* START Dataset excerpts *
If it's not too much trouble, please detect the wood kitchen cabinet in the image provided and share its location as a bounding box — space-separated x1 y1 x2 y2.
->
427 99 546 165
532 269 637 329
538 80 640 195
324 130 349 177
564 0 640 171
* END Dataset excerpts *
[What is asked]: Can you duplicate the material above line for line, with no changes?

[Exercise output]:
If it's not too much trouble, please detect the wood kitchen cabinet in the image provided and share its location as a bounding box — space-separated x1 y1 x2 y2.
->
427 99 546 165
532 269 637 329
538 80 640 195
324 130 349 177
564 0 640 171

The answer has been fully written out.